## Dataset records
****
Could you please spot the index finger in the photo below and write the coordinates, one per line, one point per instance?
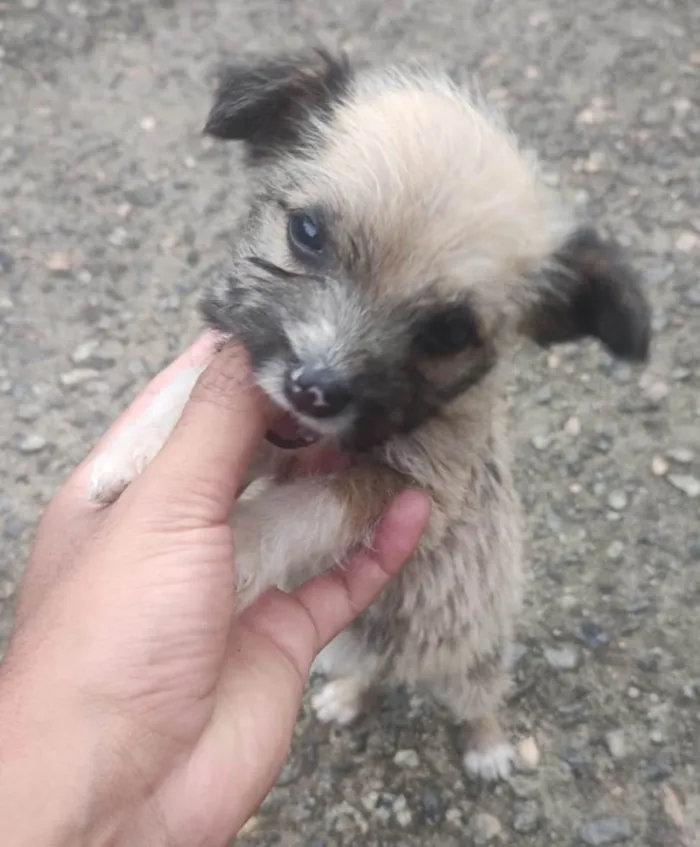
(197, 474)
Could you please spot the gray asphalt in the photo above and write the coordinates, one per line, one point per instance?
(114, 210)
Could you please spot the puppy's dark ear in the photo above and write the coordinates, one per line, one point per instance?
(589, 289)
(266, 102)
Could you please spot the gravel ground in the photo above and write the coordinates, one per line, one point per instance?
(114, 209)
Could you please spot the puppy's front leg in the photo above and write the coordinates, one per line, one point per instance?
(138, 444)
(294, 530)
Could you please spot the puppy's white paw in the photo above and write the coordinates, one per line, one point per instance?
(491, 764)
(120, 464)
(339, 701)
(132, 452)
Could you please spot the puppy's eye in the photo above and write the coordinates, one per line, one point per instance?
(305, 234)
(447, 332)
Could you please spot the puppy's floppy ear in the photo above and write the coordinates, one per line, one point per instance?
(265, 102)
(589, 289)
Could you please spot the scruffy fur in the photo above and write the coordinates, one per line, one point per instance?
(440, 246)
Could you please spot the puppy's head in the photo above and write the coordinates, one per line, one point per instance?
(396, 240)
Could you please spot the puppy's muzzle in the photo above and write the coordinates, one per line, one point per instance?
(316, 391)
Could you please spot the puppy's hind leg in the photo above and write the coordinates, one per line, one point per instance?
(473, 701)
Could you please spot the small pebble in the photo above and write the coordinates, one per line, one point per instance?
(615, 550)
(516, 653)
(611, 830)
(687, 241)
(486, 828)
(615, 742)
(28, 411)
(527, 817)
(573, 427)
(70, 379)
(564, 658)
(575, 759)
(407, 759)
(7, 589)
(656, 391)
(591, 634)
(432, 804)
(672, 807)
(402, 812)
(523, 787)
(118, 237)
(689, 485)
(540, 442)
(618, 500)
(33, 444)
(681, 455)
(528, 754)
(58, 263)
(658, 770)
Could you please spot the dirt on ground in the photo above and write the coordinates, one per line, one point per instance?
(114, 210)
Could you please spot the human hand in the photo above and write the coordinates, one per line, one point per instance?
(130, 701)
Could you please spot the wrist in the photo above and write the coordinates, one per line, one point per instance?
(48, 789)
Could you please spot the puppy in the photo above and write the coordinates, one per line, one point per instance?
(396, 245)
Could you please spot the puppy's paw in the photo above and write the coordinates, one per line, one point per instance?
(339, 701)
(493, 763)
(115, 469)
(137, 446)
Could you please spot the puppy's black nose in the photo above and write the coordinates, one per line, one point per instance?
(315, 391)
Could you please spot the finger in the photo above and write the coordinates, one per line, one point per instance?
(195, 477)
(199, 354)
(302, 623)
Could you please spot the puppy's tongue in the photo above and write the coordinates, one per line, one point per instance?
(286, 432)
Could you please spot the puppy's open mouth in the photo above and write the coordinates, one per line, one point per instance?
(288, 433)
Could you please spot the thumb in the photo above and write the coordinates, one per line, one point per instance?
(198, 472)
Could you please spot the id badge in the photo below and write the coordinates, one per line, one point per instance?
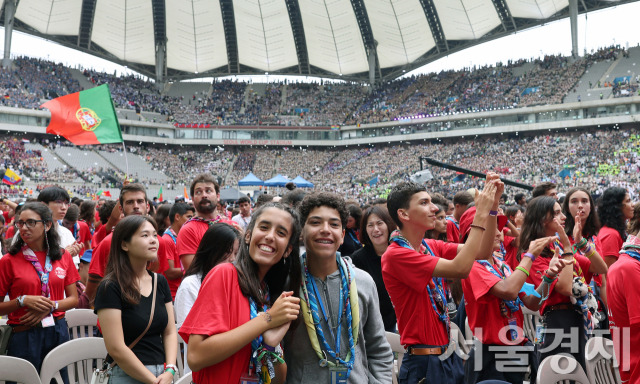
(539, 334)
(513, 329)
(338, 375)
(48, 321)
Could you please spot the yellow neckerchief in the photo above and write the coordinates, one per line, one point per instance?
(308, 321)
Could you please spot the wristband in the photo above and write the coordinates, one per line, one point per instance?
(478, 226)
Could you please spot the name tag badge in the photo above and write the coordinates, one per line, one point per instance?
(338, 375)
(48, 321)
(513, 329)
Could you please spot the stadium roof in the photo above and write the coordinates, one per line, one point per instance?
(328, 38)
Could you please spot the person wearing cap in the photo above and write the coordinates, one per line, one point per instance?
(461, 201)
(413, 269)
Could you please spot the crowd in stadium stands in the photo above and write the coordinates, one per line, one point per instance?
(513, 84)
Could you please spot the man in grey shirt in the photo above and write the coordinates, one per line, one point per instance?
(339, 304)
****
## What you have to do
Give back the records above exactly. Pictures stay out.

## Your solution
Could you please spot the index finger in the photo below and write the coordinates, one per line, one point per instance?
(197, 474)
Could you please spot the gray asphalt in the photo above and write the coordinates, one per line, one point per instance?
(114, 210)
Could you please spot the puppy's dark ear in the photo above and write the coordinates, one per line, one point per instance?
(589, 289)
(266, 102)
Could you please spot the gravel ground in the photo above and write the coordinates, one per line, one point per instance?
(114, 209)
Could you please spot the puppy's front leg in the photo above and write the coordinates, one per line, one point per instance?
(138, 444)
(294, 530)
Could you please spot the puppy's white paw in the photo above and write the coordinates, one per line, one point per instance?
(491, 764)
(120, 464)
(339, 701)
(132, 452)
Could you please spot the puppy's eye in the photo above and write the coordinates, one per line, one point per instance?
(305, 234)
(447, 332)
Could you please spot the puppy's floppy ear in the photo above and write the coordinates, one per line, one point per instance?
(265, 102)
(589, 289)
Could you please spot the scruffy fur in the photo above and write the coordinates, one per line, one point per instance?
(440, 246)
Could you please spot the puppy's head in the photo above and write the coordinates, one per line, one point per instance?
(396, 240)
Could you please spot the puppy's muzzle in the photo above and write the coordinates, one per line, one point per instance?
(316, 391)
Could you please spot the puppy's hind leg in the photo above and write the coordinates, one per line, one point per instance?
(473, 701)
Could you please spot the small pebble in the photo above and write the coordinates, one per line, one point per instance?
(615, 550)
(516, 653)
(611, 830)
(687, 241)
(486, 828)
(615, 742)
(28, 411)
(527, 817)
(573, 427)
(70, 379)
(564, 658)
(575, 759)
(407, 759)
(7, 589)
(656, 391)
(591, 634)
(432, 804)
(672, 807)
(402, 812)
(523, 787)
(118, 237)
(689, 485)
(540, 442)
(618, 500)
(33, 444)
(681, 455)
(528, 754)
(58, 263)
(658, 770)
Could you please spot the dirt on ground in the photo above and write the coordinates, one per line, one point per instance?
(114, 210)
Could you please spot the human hand in the photo above and write the coordinates, one per line, one point per instance?
(130, 701)
Could you please spot the wrist in the photo above and write the coordinates, one per line, one point per instance?
(48, 789)
Could you please spot the puppy in the photo above and write the coordinates, one per line, one point per instance?
(396, 245)
Could you please spot the puppy's paw in the photo above and write the coordinates, one per line, one point per instance?
(339, 701)
(493, 763)
(115, 469)
(137, 446)
Could you please spot the puppy's black nose in the photo above and write the coordinates, one per line, one point per instance?
(315, 391)
Could you please spot the finger in the photo above and write the coordinates, one per line, one point per instance?
(195, 477)
(199, 354)
(302, 623)
Could you please spot the puppy's tongue in the photo above and write the coordinates, one per line, one point per instance?
(286, 432)
Could you please spot the puppy's open mouth in the photo above and write the coordinates, one per line, one point per instance?
(288, 433)
Could you please spot the thumb in the photo above and write the coordinates, one per line, one point per instance?
(198, 472)
Could you please spot the id badge in the photo below and write the coordinates, one per line, one point per instance?
(539, 334)
(513, 329)
(338, 375)
(48, 321)
Could you please spot the yellow neckerchief in the photo above and write the coordinates, one per line, one point per instance?
(308, 321)
Could you please spot the wristband in the photo above and write the coordinates, one per line, one point per instance?
(478, 226)
Could you please spot the name tag badge in the photo above and write the coordinates, one per line, one point per instance?
(338, 375)
(48, 321)
(513, 329)
Could you please spot the stadium roof in the photo above and write the coordinates, one per line, one point per instance?
(328, 38)
Could you please spot the person wearing cap in the photo above and write the coordinates, one per line, one point per instance?
(461, 201)
(413, 269)
Could you please spot the crowd in stadium stands in the photo above and write the coordinates, one per line, one point per instance?
(513, 84)
Could you please spot the man in grey shirt in the photo above and write the coordinates, one per line, one point per instance?
(339, 304)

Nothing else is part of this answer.